The expected result is the segment of the entries that begins with the line containing "Target: v8 emblem" and ends with the last line, copied verbatim.
-------
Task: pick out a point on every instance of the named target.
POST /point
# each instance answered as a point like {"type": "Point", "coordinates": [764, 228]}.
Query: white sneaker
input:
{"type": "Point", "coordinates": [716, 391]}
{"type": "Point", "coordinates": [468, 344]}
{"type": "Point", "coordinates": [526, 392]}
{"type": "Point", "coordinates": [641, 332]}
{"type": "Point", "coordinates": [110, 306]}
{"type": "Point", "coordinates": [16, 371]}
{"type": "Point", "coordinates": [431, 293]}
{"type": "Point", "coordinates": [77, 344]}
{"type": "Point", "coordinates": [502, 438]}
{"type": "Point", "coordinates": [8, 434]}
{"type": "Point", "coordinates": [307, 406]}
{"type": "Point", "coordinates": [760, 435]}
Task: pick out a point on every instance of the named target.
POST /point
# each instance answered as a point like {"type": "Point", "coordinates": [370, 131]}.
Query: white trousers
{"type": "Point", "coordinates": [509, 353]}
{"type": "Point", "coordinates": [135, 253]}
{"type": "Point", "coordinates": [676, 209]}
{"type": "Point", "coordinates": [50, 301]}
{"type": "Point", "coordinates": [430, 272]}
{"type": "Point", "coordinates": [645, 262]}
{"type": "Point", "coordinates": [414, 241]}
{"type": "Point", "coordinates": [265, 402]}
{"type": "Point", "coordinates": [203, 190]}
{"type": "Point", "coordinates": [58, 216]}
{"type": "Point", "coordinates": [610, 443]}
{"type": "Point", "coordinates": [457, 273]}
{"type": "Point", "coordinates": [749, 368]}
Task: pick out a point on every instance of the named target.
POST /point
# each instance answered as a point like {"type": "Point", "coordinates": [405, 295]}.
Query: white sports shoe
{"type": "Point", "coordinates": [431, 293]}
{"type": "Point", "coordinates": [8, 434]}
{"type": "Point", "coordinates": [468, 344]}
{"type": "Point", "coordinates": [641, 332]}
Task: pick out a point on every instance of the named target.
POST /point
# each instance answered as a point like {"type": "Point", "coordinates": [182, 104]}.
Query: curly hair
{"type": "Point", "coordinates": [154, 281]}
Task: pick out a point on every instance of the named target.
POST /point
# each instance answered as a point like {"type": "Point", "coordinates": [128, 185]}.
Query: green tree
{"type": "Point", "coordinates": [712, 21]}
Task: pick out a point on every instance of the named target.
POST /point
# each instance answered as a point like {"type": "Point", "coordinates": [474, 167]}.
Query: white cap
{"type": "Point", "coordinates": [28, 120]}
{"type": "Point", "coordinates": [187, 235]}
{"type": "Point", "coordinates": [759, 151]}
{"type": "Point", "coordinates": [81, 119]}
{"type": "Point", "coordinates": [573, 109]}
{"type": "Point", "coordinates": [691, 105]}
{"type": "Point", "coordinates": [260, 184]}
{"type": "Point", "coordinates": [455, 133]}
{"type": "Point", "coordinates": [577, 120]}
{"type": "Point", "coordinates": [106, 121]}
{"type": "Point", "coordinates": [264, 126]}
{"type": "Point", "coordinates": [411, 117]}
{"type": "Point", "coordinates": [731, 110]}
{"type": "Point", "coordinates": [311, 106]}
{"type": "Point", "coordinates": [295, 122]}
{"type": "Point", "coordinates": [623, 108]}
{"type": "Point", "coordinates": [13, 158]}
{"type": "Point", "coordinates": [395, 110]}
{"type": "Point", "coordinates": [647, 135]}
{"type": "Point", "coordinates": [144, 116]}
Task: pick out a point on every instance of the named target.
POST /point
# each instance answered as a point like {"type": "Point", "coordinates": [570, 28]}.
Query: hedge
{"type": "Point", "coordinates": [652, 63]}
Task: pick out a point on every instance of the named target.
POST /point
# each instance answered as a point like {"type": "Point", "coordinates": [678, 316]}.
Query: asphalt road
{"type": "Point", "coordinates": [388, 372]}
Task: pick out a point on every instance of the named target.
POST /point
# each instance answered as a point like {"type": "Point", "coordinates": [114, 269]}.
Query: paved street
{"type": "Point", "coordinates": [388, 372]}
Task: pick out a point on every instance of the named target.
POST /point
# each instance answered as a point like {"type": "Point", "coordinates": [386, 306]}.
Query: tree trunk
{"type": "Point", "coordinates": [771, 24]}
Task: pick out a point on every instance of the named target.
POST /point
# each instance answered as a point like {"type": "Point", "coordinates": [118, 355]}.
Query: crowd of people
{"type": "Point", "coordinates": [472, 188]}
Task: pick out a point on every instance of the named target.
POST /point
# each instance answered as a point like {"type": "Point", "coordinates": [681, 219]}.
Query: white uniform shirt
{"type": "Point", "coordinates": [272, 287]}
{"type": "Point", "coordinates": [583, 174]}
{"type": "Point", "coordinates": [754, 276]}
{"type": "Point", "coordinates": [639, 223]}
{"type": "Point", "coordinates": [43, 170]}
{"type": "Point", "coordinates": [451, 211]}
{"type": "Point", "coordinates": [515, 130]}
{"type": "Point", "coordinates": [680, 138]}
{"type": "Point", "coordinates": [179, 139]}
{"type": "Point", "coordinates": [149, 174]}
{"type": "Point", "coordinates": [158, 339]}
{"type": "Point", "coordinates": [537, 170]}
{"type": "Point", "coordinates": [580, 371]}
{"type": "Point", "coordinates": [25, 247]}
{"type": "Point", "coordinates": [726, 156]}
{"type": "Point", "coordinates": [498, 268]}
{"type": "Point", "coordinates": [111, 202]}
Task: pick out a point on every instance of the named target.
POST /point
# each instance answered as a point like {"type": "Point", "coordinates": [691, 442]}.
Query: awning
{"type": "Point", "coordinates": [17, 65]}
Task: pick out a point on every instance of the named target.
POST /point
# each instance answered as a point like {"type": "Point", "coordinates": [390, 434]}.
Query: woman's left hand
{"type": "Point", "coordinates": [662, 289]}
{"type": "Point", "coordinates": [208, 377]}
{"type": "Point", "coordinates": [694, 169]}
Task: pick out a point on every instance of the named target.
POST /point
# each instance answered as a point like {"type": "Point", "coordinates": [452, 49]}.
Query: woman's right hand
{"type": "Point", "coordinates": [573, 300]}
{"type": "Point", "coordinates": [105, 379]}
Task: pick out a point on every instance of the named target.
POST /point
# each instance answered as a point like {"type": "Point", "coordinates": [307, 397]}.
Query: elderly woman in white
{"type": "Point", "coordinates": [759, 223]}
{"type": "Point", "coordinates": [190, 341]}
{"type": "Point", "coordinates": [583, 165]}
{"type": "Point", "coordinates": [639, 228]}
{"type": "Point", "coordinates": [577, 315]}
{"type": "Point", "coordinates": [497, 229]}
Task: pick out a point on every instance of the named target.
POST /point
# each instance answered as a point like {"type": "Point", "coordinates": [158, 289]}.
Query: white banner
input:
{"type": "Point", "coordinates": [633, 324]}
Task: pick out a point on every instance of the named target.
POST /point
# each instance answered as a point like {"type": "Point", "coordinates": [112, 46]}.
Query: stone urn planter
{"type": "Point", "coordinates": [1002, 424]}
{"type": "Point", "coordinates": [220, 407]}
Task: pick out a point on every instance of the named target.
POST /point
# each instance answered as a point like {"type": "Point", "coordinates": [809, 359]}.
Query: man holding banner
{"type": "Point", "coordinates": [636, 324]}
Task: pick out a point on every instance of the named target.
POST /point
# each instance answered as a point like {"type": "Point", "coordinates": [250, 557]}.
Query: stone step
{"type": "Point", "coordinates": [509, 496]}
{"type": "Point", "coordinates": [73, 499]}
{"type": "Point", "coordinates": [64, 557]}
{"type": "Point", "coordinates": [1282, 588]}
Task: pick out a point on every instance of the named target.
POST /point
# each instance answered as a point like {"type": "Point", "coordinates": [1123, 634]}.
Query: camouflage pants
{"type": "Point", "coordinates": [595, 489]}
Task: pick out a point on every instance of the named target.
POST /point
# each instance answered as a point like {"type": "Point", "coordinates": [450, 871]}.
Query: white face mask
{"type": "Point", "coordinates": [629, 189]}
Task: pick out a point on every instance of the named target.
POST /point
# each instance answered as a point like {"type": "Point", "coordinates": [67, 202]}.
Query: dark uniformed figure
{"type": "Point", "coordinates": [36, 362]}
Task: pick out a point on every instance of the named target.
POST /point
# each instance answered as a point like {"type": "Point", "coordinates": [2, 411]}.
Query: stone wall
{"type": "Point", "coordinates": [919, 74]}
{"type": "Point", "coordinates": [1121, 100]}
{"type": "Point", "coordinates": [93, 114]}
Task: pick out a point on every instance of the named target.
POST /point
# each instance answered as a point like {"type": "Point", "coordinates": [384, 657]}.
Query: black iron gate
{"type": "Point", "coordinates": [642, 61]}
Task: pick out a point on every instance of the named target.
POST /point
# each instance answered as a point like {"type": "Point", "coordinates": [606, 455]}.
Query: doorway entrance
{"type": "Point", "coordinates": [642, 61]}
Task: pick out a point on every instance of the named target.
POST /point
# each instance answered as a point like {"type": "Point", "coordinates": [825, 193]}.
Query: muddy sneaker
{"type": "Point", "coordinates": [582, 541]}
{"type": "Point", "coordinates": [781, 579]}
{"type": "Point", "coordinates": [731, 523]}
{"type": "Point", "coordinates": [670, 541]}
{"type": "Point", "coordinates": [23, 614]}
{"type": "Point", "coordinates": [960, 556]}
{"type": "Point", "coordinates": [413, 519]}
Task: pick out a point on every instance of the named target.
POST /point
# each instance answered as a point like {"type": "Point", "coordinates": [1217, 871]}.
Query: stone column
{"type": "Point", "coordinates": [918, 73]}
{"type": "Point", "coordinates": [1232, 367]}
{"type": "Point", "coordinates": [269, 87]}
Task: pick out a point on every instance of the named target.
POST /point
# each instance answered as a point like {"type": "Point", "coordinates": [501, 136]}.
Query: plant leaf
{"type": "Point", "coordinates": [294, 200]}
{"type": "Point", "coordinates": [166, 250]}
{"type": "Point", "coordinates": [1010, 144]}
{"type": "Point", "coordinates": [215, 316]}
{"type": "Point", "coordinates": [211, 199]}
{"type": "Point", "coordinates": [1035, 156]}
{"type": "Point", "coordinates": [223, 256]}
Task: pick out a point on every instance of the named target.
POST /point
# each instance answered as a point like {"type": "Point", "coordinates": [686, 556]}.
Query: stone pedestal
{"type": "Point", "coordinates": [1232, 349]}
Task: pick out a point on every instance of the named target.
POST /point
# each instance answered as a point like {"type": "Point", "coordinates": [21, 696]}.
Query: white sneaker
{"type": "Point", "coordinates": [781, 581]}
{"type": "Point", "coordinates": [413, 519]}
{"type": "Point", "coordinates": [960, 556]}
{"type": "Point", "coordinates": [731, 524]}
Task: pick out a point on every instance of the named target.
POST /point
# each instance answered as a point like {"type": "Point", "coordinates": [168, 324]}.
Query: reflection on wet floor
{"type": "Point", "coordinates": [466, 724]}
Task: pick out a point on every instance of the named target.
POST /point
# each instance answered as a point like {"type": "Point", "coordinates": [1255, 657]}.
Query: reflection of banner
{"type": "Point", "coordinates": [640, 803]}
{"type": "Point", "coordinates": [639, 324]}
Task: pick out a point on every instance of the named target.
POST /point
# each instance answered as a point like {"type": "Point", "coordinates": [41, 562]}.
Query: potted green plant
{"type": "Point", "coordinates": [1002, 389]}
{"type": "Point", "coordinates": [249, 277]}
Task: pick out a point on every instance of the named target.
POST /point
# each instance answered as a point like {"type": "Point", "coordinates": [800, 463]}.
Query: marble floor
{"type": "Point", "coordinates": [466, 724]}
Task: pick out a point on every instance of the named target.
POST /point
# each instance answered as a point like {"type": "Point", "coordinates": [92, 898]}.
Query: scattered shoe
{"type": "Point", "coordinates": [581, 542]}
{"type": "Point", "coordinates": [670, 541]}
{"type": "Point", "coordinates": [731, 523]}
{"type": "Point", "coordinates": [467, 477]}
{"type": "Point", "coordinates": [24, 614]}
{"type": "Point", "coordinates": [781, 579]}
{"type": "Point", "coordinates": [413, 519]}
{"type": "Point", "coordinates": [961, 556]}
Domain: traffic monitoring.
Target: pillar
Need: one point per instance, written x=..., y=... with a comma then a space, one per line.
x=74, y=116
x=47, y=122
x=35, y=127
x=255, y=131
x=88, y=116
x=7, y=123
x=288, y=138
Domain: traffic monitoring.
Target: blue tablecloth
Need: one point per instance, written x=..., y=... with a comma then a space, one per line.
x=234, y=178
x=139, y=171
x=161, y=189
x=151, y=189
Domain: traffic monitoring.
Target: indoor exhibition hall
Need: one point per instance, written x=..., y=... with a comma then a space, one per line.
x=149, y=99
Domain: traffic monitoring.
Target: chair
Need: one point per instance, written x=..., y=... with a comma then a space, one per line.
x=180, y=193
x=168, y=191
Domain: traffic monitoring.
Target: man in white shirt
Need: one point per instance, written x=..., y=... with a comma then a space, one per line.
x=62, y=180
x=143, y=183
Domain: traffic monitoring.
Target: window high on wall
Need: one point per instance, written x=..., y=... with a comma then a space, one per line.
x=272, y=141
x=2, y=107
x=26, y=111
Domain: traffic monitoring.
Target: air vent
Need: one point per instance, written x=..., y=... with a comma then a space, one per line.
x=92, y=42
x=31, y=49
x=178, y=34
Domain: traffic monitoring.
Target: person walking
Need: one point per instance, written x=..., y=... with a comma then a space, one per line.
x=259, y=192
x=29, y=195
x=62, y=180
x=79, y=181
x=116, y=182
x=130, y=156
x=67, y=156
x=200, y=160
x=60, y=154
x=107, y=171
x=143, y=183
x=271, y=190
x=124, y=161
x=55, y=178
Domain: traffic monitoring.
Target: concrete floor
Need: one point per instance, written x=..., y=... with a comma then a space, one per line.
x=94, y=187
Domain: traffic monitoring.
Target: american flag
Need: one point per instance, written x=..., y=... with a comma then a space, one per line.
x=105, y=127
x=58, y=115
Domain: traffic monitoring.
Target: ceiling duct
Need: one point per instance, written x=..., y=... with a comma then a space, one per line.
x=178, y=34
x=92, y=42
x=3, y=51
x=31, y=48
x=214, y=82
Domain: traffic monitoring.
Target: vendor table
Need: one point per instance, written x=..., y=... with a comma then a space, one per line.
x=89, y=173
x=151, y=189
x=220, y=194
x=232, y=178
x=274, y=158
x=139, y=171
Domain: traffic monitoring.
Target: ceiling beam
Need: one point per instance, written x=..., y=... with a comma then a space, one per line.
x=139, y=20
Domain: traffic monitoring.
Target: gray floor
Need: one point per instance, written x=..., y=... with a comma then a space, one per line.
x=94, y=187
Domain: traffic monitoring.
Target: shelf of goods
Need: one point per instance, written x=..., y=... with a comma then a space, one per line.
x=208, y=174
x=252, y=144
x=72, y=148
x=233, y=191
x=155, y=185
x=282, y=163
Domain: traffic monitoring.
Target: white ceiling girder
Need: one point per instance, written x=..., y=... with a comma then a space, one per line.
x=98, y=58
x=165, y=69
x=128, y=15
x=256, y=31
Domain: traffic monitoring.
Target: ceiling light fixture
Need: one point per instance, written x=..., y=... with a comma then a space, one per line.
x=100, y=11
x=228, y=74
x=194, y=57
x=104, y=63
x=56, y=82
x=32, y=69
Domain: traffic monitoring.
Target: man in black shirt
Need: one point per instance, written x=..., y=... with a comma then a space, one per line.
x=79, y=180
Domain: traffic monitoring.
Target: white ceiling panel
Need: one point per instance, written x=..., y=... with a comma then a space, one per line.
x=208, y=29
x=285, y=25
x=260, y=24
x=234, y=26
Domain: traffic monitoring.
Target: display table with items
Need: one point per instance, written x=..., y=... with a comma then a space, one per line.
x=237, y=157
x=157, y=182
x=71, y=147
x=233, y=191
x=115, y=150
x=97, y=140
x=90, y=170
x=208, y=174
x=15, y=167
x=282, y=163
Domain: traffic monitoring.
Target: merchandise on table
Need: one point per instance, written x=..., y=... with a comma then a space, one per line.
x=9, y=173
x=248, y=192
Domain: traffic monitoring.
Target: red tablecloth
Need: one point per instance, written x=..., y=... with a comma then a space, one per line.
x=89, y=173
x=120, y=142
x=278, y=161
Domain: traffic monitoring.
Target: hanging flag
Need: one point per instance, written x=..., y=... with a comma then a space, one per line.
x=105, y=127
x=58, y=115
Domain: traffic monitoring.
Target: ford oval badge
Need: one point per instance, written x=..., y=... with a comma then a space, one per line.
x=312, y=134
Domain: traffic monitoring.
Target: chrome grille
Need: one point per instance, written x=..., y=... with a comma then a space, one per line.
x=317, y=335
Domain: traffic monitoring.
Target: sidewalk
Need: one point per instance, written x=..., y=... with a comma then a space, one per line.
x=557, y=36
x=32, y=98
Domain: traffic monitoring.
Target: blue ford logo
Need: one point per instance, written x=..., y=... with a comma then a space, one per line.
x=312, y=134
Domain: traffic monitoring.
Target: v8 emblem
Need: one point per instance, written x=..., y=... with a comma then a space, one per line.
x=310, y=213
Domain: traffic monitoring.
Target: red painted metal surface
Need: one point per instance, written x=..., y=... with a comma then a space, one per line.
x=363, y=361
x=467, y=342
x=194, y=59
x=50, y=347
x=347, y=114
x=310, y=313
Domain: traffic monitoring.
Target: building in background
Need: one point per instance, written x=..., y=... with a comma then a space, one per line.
-------
**Written answer**
Target: v8 emblem
Need: one point per instance, written x=..., y=... with a comma then a space, one per line.
x=310, y=213
Domain: traffic monitoring.
Target: red painted metal surface
Need: one point per instance, written x=..., y=... with a comma then a space, one per line.
x=363, y=361
x=467, y=342
x=194, y=59
x=50, y=347
x=347, y=114
x=310, y=313
Domain: traffic monitoring.
Target: building in background
Need: one point per instance, written x=..., y=... with a comma then a space, one per line.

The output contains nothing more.